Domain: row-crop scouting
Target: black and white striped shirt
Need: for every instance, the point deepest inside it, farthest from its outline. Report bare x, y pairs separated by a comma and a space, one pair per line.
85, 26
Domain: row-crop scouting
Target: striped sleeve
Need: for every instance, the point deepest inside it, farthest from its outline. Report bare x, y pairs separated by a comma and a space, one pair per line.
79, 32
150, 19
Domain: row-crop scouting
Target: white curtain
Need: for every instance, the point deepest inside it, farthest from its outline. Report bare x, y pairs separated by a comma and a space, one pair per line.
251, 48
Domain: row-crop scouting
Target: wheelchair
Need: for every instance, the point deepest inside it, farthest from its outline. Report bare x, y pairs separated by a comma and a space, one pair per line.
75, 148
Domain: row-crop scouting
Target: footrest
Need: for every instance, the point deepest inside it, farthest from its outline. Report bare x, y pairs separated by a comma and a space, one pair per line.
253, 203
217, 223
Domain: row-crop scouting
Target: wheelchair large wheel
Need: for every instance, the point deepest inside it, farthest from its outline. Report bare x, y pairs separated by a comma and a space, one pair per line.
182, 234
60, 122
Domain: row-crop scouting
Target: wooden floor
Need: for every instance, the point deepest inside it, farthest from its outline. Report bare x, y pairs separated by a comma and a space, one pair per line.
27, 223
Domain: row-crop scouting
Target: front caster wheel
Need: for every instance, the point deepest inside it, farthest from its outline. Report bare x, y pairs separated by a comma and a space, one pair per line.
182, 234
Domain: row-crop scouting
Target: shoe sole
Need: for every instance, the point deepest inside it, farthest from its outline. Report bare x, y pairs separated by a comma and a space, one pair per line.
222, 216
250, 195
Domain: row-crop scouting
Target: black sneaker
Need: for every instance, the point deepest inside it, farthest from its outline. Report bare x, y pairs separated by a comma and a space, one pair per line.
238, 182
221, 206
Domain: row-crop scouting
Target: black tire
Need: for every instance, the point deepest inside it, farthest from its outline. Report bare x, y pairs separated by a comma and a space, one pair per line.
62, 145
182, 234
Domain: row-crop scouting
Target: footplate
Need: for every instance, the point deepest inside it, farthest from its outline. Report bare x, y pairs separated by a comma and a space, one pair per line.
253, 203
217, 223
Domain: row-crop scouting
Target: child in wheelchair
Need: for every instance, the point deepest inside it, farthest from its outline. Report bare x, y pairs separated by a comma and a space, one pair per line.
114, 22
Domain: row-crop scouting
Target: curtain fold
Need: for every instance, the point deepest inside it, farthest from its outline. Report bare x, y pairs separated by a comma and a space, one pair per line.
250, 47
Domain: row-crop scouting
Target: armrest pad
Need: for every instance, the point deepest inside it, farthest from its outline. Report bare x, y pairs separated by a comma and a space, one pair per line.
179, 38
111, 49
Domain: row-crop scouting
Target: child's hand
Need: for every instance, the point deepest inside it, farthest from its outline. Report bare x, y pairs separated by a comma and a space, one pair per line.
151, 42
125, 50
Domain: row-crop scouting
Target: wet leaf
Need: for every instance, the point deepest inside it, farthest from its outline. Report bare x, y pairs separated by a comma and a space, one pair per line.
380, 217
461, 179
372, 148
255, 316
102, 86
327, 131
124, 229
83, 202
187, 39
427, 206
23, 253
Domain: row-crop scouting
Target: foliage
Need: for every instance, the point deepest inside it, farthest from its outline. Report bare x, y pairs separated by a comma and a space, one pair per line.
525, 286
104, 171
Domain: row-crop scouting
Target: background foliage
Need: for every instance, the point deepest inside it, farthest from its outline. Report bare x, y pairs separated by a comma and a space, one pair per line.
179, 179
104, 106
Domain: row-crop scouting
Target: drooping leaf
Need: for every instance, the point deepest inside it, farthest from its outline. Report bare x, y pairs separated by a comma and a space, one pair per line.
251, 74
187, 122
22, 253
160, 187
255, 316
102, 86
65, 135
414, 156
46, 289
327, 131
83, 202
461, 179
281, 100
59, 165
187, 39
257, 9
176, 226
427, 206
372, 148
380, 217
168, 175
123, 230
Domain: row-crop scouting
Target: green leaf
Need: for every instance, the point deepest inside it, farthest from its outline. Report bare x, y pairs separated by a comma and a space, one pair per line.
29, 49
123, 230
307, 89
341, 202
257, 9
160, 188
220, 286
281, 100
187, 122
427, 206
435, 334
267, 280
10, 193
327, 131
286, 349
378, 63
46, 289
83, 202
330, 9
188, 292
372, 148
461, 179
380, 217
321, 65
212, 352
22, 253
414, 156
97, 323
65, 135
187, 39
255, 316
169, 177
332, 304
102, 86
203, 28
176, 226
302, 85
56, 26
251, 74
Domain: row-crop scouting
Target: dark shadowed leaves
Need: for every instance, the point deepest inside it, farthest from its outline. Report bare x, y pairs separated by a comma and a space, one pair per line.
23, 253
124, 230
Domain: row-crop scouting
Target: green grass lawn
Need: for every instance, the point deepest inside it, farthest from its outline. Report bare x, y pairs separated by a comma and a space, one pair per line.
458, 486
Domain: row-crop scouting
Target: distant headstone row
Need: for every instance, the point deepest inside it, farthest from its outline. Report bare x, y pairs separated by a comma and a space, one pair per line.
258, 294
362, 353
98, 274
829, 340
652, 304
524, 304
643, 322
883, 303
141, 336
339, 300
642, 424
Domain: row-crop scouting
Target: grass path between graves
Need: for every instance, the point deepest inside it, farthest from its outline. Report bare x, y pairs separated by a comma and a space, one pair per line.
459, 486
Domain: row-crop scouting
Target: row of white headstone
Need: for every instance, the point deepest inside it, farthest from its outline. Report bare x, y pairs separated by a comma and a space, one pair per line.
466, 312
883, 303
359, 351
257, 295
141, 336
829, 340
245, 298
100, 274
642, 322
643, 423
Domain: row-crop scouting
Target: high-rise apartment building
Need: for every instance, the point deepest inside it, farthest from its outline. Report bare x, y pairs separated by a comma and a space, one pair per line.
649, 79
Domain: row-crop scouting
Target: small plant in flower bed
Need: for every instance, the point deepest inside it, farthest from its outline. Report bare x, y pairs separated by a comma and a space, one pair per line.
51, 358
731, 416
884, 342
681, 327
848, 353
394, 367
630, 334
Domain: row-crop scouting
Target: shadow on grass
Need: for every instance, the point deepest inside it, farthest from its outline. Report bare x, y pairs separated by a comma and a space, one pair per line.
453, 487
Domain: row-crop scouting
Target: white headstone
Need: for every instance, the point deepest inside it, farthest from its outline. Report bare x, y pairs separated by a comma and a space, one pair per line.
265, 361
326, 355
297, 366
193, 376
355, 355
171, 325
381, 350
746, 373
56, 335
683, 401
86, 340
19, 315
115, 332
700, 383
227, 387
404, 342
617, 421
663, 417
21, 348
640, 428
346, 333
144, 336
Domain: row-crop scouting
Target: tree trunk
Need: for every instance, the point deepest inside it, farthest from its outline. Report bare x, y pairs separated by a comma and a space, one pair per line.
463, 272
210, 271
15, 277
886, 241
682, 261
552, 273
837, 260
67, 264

### [EXERCISE AIM]
Give all the records again. Match them exactly.

### [RESPONSE TO THE EXERCISE]
Domain: row-crop scouting
Target: black and white striped shirt
Need: for every instance, the point deepest inside it, farthest from its outline. Report bare x, y pairs separated by a comma and a space, one pair per line.
85, 26
Domain: row-crop scouting
Target: striped sleeve
Need: for every instance, the point deepest inside it, farthest from its outline. Report bare x, y pairs separated by a comma and a space, one pair per line.
79, 32
150, 19
Domain: row-crop scouting
Target: white curtain
Need: for every instance, the point deepest inside it, farthest from its outline. Report bare x, y pairs separated by a comma and a space, one pair per line.
251, 48
Domain: row-crop scouting
Target: wheelchair
Need: for every instance, the point deepest inside it, farthest from its outline. Report bare x, y pairs separated by a comma and a space, one pair per line.
75, 148
Domain: row-crop scouting
Target: footrest
Need: for every instance, the point deepest inside it, farthest from its outline. Report bare x, y pairs separated by a comma and a space, one pair per line.
253, 203
217, 223
Domain: row-crop scouting
Target: wheelchair large wheel
Need: for every instance, the point deepest inside it, farthest from its outline. Report bare x, y pairs separated by a comma and a space, one pair per line.
182, 234
60, 122
Domain: row-crop scouting
Target: wooden floor
Need: for every instance, the point deepest inside it, farthest from its outline. Report bare x, y pairs separated by a comma and a space, one pair per line.
27, 223
Domain: row-crop scouting
Target: front caster wheel
Need: for every instance, the point deepest inside it, farthest from its outline. Report bare x, y pairs separated by a comma and a space, one pair per line.
182, 234
Domain: row-crop scouting
Target: shoe sole
Need: for every instance, the point deepest inside it, farthest from its outline. Report bare x, y pairs separated by a comma and a space, one pair per line.
222, 216
250, 195
Domain: row-crop scouting
Target: black sneaker
Need: for every instance, the point deepest inside it, farthest from its outline. Report bare x, y pairs separated by a comma and a space, one pair per line.
238, 182
221, 206
Domain: row-crop scouting
Target: black tire
Need: for every instance, the point deepest inside it, farthest from its outline. Report bare x, y pairs separated by a comma and a space, one pair per line.
62, 145
182, 234
Domain: row-crop scouting
Target: footplate
Need: for every instance, the point deepest inside it, farthest from its outline. Report bare x, y pairs separated by a comma and a space, one pair per line.
253, 203
217, 223
Domain: row-crop scouting
Target: child in wheelchair
Need: for every instance, the point deepest inside it, farthest from its outline. Report bare x, y pairs separated by a comma and a space, one pair per line.
114, 22
Domain: row-crop scouting
Target: curtain fold
Need: for every instance, the point deepest inside it, farthest from its outline. Report bare x, y pairs separated by a comma and a space, one pair per line.
250, 47
Domain: row-crop scouting
Target: armrest pad
Need: for every instance, the point deepest inside it, farthest from its outline. Report bare x, y pairs separated by a comma and a space, one pair per line.
179, 38
111, 49
Domain: row-crop scouting
Target: child's hand
Need: for every instance, the point deepest inside it, farthest from its outline. Report bare x, y pairs separated by a comma and a space, one pair per line.
151, 42
125, 50
Domain: row-crop scouting
Target: wet leaf
Need: for every instance, the point deepest inside it, farthest from its outline. Report bare x, y pairs separated by a comma and a space, one pair per line.
380, 217
461, 179
372, 148
255, 316
102, 86
327, 131
124, 229
83, 202
187, 39
427, 206
23, 253
Domain: row-crop scouting
Target: foliage
Need: for every instance, the point deepest inside it, farthest from its outline. Report bare x, y pairs separated by a comma and a space, one pair per line.
525, 286
104, 171
Domain: row-crop scouting
Target: background foliage
Need: for every instance, the point deepest inside it, farthest from its outline. Report bare x, y pairs separated by a comma and a space, one pair per line.
179, 179
104, 106
Domain: row-crop scouting
Target: drooping leaf
Need: for every instance, the point deepest inside it, farthest from its outline. Report bare x, y pairs separated by a comma and a space, one pair per line.
251, 74
187, 122
22, 253
160, 187
255, 316
102, 86
65, 135
414, 156
46, 289
327, 131
83, 202
461, 179
281, 100
59, 165
187, 39
257, 9
176, 226
427, 206
372, 148
380, 217
168, 175
123, 230
Domain: row-crop scouting
Target: green leaf
Need: for every instance, the point deepest inside it, farthest from its outline. Report bare x, y pairs separated by a comma and a space, one pair per line.
29, 49
123, 230
307, 89
341, 202
257, 9
160, 188
220, 286
281, 100
187, 122
427, 206
435, 334
267, 280
10, 193
327, 131
286, 349
378, 63
46, 289
83, 202
330, 9
188, 292
372, 148
461, 179
380, 217
321, 65
212, 352
22, 253
414, 156
97, 323
65, 135
187, 39
255, 316
169, 177
332, 304
102, 86
203, 28
176, 226
302, 85
56, 26
251, 74
Domain: row-crop scouting
Target: dark shadowed leaves
Need: for every instance, the point deepest inside it, farthest from its outline. Report bare x, y pairs separated by a comma and a space, one pair per line.
23, 253
124, 230
Domain: row-crop scouting
Target: green grass lawn
Need: for every instance, the point deepest inside it, farthest from its outline. Report bare x, y pairs separated by a comma and a space, one pair per line.
458, 486
Domain: row-crop scouting
Target: distant headstone row
Need: for every instance, the point deepest inside it, farthest from its outline. Report bare x, y pairs separated by a comma and a space, one pair per line.
258, 294
362, 353
98, 274
829, 340
652, 304
524, 304
643, 322
883, 303
141, 336
339, 300
642, 424
Domain: row-crop scouting
Target: grass path between graves
Need: for every instance, the point deepest inside it, farthest from its outline. Report bare x, y pairs separated by a comma and a space, one pair per line.
459, 486
Domain: row-crop scouting
Target: row of white headstone
Need: for every instance, the point deepest inside it, farthest from its outline. Report bare x, y pairs separated by a comma and a space, one pair per line.
466, 312
883, 303
359, 351
257, 295
141, 336
829, 340
245, 298
100, 274
642, 322
643, 423
Domain: row-crop scouting
Target: high-rise apartment building
Need: for every instance, the point deepest inside it, farthest from its outline. Report bare x, y pairs separated by a comma and a space, one pair per line.
649, 79
Domain: row-crop scouting
Target: small plant in flower bed
Need: for every instance, the point deepest inside it, farthest from its outline. Report bare x, y pairs separated by a comma and a space, one pair per line.
51, 358
731, 416
884, 342
681, 327
848, 353
394, 367
630, 334
Domain: row-crop scouting
Target: shadow on grass
Need: for every instance, the point deepest inside it, farthest from its outline. Report bare x, y pairs separated by a comma and a space, one pair per line.
453, 487
Domain: row-crop scouting
Target: white headstone
Need: for every instance, the point deepest inside it, farthest from its outline. Report bare x, y pairs separated by a comma and a space, one pair per line.
265, 361
326, 355
297, 366
193, 376
355, 355
171, 325
381, 350
746, 373
56, 335
683, 401
86, 340
19, 315
115, 332
700, 383
227, 387
404, 342
617, 421
663, 417
21, 348
640, 428
346, 333
144, 336
Domain: row-crop scouting
Target: tree trunk
Need: for every instance, the point deepest inside it, farthest from its outline. Report bare x, y pairs separated by a comma and a space, one pair per line.
463, 272
210, 271
15, 277
886, 241
682, 261
552, 273
837, 260
67, 264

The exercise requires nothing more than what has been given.